___ Records shown ___
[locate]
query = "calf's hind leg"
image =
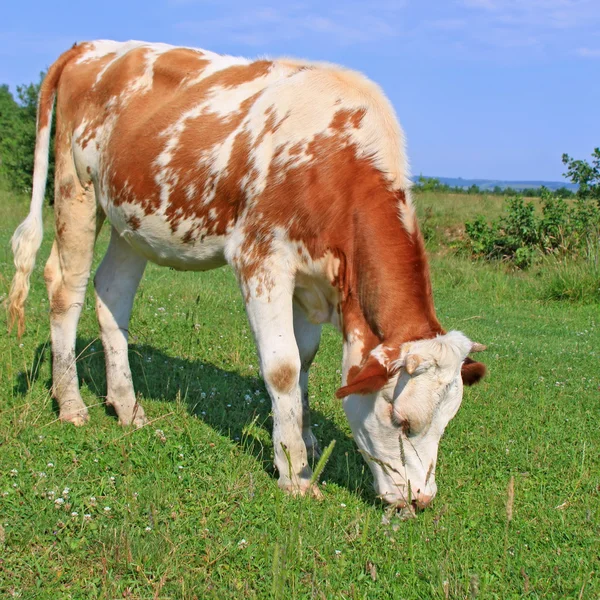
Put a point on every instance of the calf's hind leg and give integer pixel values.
(116, 283)
(66, 273)
(308, 336)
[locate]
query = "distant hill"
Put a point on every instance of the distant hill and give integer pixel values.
(490, 184)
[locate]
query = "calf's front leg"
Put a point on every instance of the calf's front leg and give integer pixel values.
(271, 318)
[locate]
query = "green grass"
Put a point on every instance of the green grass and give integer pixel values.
(195, 511)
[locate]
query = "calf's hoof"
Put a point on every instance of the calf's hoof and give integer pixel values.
(77, 418)
(136, 420)
(302, 489)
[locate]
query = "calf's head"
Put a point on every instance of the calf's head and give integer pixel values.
(399, 401)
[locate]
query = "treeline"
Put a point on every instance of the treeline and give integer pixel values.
(560, 228)
(17, 145)
(17, 138)
(432, 184)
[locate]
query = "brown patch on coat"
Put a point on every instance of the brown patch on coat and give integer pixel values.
(50, 83)
(58, 302)
(367, 379)
(346, 117)
(134, 222)
(283, 378)
(336, 202)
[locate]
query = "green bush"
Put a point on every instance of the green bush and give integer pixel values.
(521, 235)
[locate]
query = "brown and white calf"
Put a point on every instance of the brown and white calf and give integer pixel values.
(295, 175)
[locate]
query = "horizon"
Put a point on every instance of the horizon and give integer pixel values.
(485, 89)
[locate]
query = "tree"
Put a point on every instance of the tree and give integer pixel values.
(584, 174)
(17, 137)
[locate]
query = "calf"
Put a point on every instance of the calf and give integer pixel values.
(294, 174)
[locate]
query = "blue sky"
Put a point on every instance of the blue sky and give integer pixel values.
(496, 89)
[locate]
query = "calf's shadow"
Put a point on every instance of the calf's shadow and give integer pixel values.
(235, 406)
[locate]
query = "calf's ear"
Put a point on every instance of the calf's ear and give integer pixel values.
(472, 371)
(369, 378)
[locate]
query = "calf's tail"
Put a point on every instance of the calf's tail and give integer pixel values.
(27, 239)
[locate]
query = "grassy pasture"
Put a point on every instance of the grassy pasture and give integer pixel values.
(188, 507)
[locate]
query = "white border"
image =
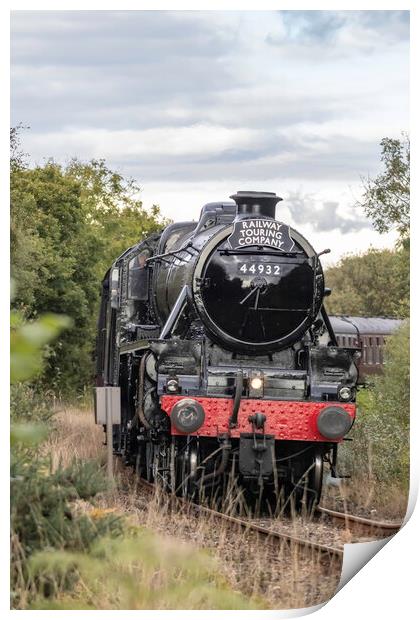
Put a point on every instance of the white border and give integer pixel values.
(386, 586)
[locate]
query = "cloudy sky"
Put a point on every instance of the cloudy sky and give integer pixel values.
(198, 105)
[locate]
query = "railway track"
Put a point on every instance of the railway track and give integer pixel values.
(327, 553)
(359, 524)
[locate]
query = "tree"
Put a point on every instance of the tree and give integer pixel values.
(68, 223)
(375, 283)
(386, 199)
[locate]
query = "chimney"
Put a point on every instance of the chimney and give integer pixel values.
(256, 203)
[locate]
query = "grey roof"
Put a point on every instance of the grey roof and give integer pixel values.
(364, 325)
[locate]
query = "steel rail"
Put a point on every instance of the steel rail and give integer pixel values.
(272, 535)
(354, 522)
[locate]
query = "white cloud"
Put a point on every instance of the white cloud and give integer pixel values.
(197, 105)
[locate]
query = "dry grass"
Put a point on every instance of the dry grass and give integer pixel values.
(367, 498)
(76, 437)
(278, 577)
(275, 577)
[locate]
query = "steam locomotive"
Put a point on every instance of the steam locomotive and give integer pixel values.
(217, 362)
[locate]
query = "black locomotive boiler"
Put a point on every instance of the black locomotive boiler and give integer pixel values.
(218, 359)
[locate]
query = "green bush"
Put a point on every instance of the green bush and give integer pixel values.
(381, 433)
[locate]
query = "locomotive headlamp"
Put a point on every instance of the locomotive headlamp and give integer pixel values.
(172, 386)
(256, 383)
(334, 422)
(345, 393)
(187, 415)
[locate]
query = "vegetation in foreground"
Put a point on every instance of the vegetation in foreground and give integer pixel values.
___
| What you are asked to do |
Please copy every line of the records above in which "foreground" appears.

| Written answer |
query = "vegetation in foreground"
Put a point on every instance of the vegetation in foreground and give integer pixel values.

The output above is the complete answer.